══ DATA FOR THE TASK ══
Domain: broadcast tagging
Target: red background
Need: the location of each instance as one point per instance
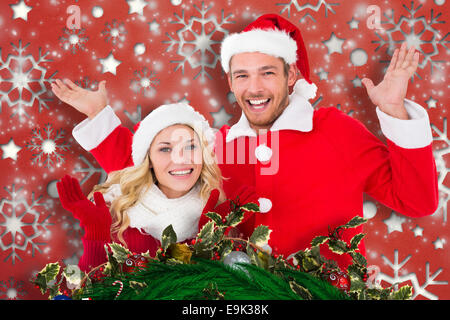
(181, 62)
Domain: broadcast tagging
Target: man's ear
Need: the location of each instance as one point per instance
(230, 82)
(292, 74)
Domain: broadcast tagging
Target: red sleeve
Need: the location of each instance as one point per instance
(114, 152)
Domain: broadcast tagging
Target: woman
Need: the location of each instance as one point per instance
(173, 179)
═══
══ DATA FOR THE TASK ══
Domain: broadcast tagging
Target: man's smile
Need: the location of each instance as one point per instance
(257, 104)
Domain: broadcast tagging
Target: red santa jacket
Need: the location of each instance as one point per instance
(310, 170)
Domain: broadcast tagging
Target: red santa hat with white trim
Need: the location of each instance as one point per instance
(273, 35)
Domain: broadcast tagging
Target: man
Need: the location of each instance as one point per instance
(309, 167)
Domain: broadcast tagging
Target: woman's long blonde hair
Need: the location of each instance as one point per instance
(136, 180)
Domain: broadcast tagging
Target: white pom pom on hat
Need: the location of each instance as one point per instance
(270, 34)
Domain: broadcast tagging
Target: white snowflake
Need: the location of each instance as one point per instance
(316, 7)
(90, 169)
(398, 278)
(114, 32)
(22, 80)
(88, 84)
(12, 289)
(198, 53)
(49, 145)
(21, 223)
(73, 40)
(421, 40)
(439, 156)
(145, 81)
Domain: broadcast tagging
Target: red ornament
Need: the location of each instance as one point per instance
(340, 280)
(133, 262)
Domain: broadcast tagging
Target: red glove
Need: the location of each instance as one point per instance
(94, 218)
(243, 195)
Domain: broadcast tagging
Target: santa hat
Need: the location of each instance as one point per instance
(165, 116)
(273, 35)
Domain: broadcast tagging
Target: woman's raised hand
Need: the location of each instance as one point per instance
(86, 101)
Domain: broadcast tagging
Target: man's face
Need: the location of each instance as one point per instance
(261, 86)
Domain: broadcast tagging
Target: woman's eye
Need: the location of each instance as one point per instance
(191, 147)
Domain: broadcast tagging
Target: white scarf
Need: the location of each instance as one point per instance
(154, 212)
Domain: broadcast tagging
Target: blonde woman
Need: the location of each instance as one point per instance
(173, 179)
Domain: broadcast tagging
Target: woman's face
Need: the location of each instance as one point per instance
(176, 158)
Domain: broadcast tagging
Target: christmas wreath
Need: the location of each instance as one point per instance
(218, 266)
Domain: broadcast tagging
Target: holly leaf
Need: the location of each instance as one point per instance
═══
══ DATA FOR THE TASK ══
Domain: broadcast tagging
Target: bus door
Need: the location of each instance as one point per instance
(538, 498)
═══
Pick out every line in the items above that contains the string "woman". Case matters, so copy only lines where it appears with the same capitalization.

TASK RESPONSE
Target: woman
Target: woman's long blonde hair
Target: woman's raised hand
Target: woman's eye
Target: blonde woman
Target: woman's face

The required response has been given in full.